> **FRAGMENTO**:
Después, la atonía. La insatisfacción. El nuevo discurrir de cargos sin sentido, sueldos fuera de mercado. Vivimos por encima de nuestras posibilidades, que diría aquél. La distancia cada vez mayor entre el aficionado y su equipo. Carlos Suárez también se fue al Madrid, a encontrarse precisamente con Sergio. Nos quedamos huérfanos, sin fuerzas. En los foros no se inventaban canciones, se intercambiaban insultos. Con ellos o con nosotros. Perasovic, Martínez, Casimiro, Pepu, Trifón… ni cantera ni cartera ni nada. Muchos partidos perdidos, demasiados. Granger y Gabriel como insignias de un equipo que desbarraba. Los disparates. Las prisas. Los De la Fuente, Kirksay, Deane, Lofton, Bullock… cinco escoltas-aleros para solucionar lo que había que solucionar dentro mientras Germán arrastraba sus rodillas y jugaba el mejor baloncesto de su vida.

[Entradas del conjunto de datos]
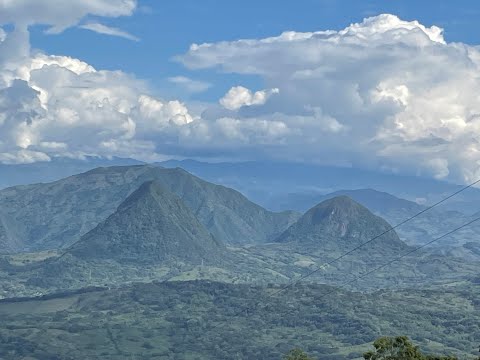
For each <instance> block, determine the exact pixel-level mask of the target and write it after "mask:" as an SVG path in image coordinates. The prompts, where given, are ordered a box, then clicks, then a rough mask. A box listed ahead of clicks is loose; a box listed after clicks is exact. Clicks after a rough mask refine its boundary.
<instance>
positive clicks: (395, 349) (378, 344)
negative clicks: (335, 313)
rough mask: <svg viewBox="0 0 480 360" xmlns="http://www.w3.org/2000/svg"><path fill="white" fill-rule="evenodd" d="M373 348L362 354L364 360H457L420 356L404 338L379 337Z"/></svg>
mask: <svg viewBox="0 0 480 360" xmlns="http://www.w3.org/2000/svg"><path fill="white" fill-rule="evenodd" d="M373 347H374V348H375V350H371V351H367V352H366V353H364V354H363V358H364V359H365V360H457V358H456V357H452V356H440V355H425V354H422V352H421V351H420V350H419V348H418V346H415V345H413V344H412V342H411V341H410V340H409V339H408V337H406V336H397V337H381V338H378V339H377V340H375V342H374V343H373Z"/></svg>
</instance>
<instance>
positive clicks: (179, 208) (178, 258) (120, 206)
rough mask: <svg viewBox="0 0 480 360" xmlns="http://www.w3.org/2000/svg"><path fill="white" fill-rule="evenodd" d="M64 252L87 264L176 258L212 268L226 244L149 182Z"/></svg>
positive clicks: (189, 210)
mask: <svg viewBox="0 0 480 360" xmlns="http://www.w3.org/2000/svg"><path fill="white" fill-rule="evenodd" d="M67 251H68V252H69V253H71V254H72V255H74V256H77V257H80V258H82V259H84V260H86V261H91V260H97V259H110V260H115V261H118V262H122V263H123V262H127V263H133V264H142V263H160V262H162V261H165V260H168V259H177V260H183V261H185V262H188V263H191V264H198V265H200V264H203V263H206V264H209V265H212V264H217V263H221V262H222V253H223V252H224V251H225V245H224V244H223V243H222V242H220V241H219V240H217V239H215V238H214V237H213V236H212V235H211V234H210V233H209V232H208V230H207V229H206V228H205V227H204V226H203V225H202V224H201V223H200V222H199V221H198V219H197V218H196V217H195V215H194V214H193V212H192V211H191V210H190V208H188V206H187V205H185V204H184V202H183V201H182V200H181V199H180V198H179V197H178V196H176V195H175V194H173V193H172V192H170V191H168V190H167V189H166V188H164V187H163V186H162V185H161V184H160V183H159V182H157V181H148V182H146V183H144V184H143V185H141V186H140V188H139V189H138V190H136V191H135V192H134V193H133V194H131V195H130V196H129V197H128V198H127V199H126V200H125V201H124V202H123V203H122V204H120V206H119V207H118V209H117V211H116V212H115V213H113V214H112V215H110V216H109V217H108V218H107V219H106V220H105V221H103V222H102V223H100V224H99V225H97V226H96V227H95V228H94V229H93V230H91V231H89V232H88V233H87V234H85V235H83V236H82V237H81V238H80V240H79V241H77V242H76V243H75V244H73V245H72V246H70V247H69V248H68V249H67Z"/></svg>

> **CÓMO RESOLVERLO**: Copia de nuevo el fragmento sobre el equipo de baloncesto, empezando en "Después, la atonía." y terminando en "de su vida.". Sustituye "cartera" por "dinero". Los ítems no hacen falta para resolver esta tarea.

> **RESPUESTA DEL EJERCICIO**:
Después, la atonía. La insatisfacción. El nuevo discurrir de cargos sin sentido, sueldos fuera de mercado. Vivimos por encima de nuestras posibilidades, que diría aquél. La distancia cada vez mayor entre el aficionado y su equipo. Carlos Suárez también se fue al Madrid, a encontrarse precisamente con Sergio. Nos quedamos huérfanos, sin fuerzas. En los foros no se inventaban canciones, se intercambiaban insultos. Con ellos o con nosotros. Perasovic, Martínez, Casimiro, Pepu, Trifón… ni cantera ni dinero ni nada. Muchos partidos perdidos, demasiados. Granger y Gabriel como insignias de un equipo que desbarraba. Los disparates. Las prisas. Los De la Fuente, Kirksay, Deane, Lofton, Bullock… cinco escoltas-aleros para solucionar lo que había que solucionar dentro mientras Germán arrastraba sus rodillas y jugaba el mejor baloncesto de su vida.